### Short problem
Print all the entries verbatim.

### Coordinate annotation records
★ ★ ★ ★
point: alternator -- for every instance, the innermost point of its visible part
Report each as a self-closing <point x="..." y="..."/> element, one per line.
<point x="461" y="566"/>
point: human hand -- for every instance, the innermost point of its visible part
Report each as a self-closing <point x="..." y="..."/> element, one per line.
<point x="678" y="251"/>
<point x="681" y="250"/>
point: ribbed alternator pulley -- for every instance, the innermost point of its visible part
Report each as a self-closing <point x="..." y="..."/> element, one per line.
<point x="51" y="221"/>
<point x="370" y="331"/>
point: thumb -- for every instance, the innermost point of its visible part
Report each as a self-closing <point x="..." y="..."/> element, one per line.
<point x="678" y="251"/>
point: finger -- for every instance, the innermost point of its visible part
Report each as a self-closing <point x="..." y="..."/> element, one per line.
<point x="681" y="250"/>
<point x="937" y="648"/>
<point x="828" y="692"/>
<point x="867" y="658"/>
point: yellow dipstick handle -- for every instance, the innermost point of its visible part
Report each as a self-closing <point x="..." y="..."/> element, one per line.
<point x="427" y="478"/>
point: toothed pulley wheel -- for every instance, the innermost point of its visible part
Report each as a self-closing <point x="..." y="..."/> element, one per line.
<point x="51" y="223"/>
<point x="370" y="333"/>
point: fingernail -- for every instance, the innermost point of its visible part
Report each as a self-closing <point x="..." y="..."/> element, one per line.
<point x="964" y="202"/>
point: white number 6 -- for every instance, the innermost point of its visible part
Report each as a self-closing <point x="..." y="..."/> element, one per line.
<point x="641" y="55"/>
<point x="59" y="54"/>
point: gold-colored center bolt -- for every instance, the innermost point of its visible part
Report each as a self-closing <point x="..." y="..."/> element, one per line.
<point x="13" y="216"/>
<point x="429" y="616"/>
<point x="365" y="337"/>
★ ★ ★ ★
### Response
point: alternator -- for every instance, the innermost point of its visible part
Report each as a self-closing <point x="..." y="..."/> element, one per line.
<point x="461" y="566"/>
point: human hand -- for every instance, the innermost point of its visible part
Report each as a self-closing <point x="..." y="..."/> element, one per line.
<point x="678" y="251"/>
<point x="681" y="250"/>
point: ribbed alternator pulley -- for every instance, the innermost point of its visible part
Report each as a self-closing <point x="..." y="..."/> element, one per line.
<point x="51" y="221"/>
<point x="370" y="331"/>
point: thumb -- for every instance, the innermost point of its visible part
Report each as a self-closing <point x="..." y="..."/> element, one per line.
<point x="678" y="251"/>
point: finger -- for every instance, the innermost point of its visible part
Report each as a self-closing <point x="..." y="..."/> element, one per line.
<point x="681" y="250"/>
<point x="937" y="648"/>
<point x="828" y="692"/>
<point x="867" y="658"/>
point: yellow dipstick handle -- for every instance, the innermost point of its visible part
Report each as a self-closing <point x="..." y="..."/> element, one per line.
<point x="427" y="478"/>
point: toothed pulley wheel -- for every instance, the innermost point of its visible part
Report each as a self-closing <point x="..." y="..."/> element, one per line.
<point x="51" y="223"/>
<point x="370" y="333"/>
point: fingernail -- for every instance, the innermost point of its visible part
Report each as a self-closing <point x="..." y="..."/> element, one per line.
<point x="964" y="202"/>
point: white number 6 -- for every instance, the innermost point of its visible part
Report each as a self-closing <point x="..." y="..."/> element, one per line.
<point x="641" y="55"/>
<point x="59" y="54"/>
point: gold-colored center bolt -- for every instance, the innermost point of its visible part
Report each as a self-closing <point x="..." y="..."/> element, one per line.
<point x="13" y="216"/>
<point x="429" y="616"/>
<point x="365" y="337"/>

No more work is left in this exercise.